# EXTRACT PROVIDED
Levi Strauss commits to 100% renewables and science-based targets

After receiving the stamp of approval from the Science Based Targets Initiative (SBTi) for its carbon reduction aims, fashion brand Levi Strauss has unveiled a revamped sustainability strategy that will see the company commit to sourcing 100% renewable power for its operations by 2025.

The jeans giant’s updated Climate Action Strategy 2025, published on Tuesday (July 31), includes a headline target of reducing greenhouse gas (GHG) emissions from the facilities which Levi Strauss owns and operates by 90%, against a 2016 baseline.

In a bid to bolster sustainability outside its internal operations, the strategy also includes a 40% target for emission reductions across the company’s global supply chains, also by 2025.

“We believe that business has the opportunity and the responsibility to be a force for positive change in the world,” Levi Strauss’ chief executive officer, Chip Bergh, said.

“We are proud to be one of the first companies to set science-based targets for our global supply chain, and we hope to be an inspiration for others to follow.”

To achieve its supply chain ambition, Levi Strauss has joined the International Finance Corporation’s Partnership for Cleaner Textiles, which sees organisations from the public and private sectors collaborate to share best practice.

The partnership, which counts C&AH&M and VF Corporation among its members, also provides textile suppliers with technical expertise and access to low-cost financing to support sustainable energy and water investments.

# DATA ENTRIES
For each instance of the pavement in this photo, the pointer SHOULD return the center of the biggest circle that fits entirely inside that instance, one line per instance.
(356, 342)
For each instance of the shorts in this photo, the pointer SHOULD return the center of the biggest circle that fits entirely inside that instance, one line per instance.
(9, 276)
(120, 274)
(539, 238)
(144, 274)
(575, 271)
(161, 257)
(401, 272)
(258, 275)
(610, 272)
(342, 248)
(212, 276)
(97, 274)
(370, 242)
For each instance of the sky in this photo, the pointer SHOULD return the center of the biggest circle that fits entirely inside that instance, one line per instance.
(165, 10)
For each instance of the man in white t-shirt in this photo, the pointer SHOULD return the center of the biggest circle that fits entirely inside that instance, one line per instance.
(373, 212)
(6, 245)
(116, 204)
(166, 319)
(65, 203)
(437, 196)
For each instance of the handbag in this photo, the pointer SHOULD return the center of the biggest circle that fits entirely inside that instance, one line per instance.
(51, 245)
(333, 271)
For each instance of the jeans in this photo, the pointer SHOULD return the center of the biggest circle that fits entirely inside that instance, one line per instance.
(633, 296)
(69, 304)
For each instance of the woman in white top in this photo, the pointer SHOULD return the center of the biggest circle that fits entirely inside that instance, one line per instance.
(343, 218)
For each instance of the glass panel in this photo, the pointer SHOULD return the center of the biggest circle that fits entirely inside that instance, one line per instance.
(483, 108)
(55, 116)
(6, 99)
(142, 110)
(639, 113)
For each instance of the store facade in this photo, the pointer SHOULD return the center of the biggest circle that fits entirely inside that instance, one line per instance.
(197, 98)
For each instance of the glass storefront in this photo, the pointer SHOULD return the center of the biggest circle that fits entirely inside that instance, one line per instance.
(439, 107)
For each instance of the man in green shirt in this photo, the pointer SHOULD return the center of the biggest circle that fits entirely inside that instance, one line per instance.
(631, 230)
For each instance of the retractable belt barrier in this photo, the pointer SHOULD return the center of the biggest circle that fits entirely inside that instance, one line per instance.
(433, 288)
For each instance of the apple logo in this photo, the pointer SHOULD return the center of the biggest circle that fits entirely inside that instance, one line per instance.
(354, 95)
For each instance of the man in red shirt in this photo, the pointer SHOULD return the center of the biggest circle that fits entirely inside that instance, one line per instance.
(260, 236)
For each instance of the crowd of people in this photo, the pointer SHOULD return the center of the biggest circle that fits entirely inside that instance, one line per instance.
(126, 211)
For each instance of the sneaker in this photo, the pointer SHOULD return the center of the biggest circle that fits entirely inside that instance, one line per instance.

# SHORT TASK 1
Retype the part of the Levi Strauss article starting with "In a bid to" and going on through "also by 2025.".
# SHORT TASK 2
Answer these from the Levi Strauss article:
(a) By what year does the company commit to sourcing 100% renewable power for its operations?
(b) Against what baseline year is the 90% cut in emissions from its owned and operated facilities measured?
(c) Which partnership did the company join to pursue its supply chain target?

# COMPLETE OUTPUT 1
In a bid to bolster sustainability outside its internal operations, the strategy also includes a 40% target for emission reductions across the company’s global supply chains, also by 2025.

# COMPLETE OUTPUT 2
(a) 2025
(b) 2016
(c) The International Finance Corporation's Partnership for Cleaner Textiles